>> Start Input

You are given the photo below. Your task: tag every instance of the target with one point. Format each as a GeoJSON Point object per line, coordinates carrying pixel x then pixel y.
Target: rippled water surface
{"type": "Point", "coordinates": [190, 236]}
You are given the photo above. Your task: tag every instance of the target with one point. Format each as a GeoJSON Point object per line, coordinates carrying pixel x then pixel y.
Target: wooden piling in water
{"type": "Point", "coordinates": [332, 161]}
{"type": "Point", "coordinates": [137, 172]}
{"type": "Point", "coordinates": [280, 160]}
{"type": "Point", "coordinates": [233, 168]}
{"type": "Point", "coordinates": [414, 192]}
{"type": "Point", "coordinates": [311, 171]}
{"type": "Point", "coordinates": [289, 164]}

>> End Input

Can you format the lines from the one containing "You are given the photo above." through the end of the material as a JSON list of strings, one string per line, leaving out blank lines?

Output of the task |
[
  "You are given the photo above. Your task: tag every instance of the target with one point. Format each as a GeoJSON Point object per line, coordinates carrying pixel x then pixel y.",
  "Target: wooden piling in water",
  "{\"type\": \"Point\", \"coordinates\": [332, 161]}",
  "{\"type\": \"Point\", \"coordinates\": [137, 172]}",
  "{\"type\": \"Point\", \"coordinates\": [280, 160]}",
  "{\"type\": \"Point\", \"coordinates\": [233, 168]}",
  "{\"type\": \"Point\", \"coordinates\": [414, 192]}",
  "{\"type\": \"Point\", \"coordinates\": [311, 171]}",
  "{\"type\": \"Point\", \"coordinates\": [289, 164]}"
]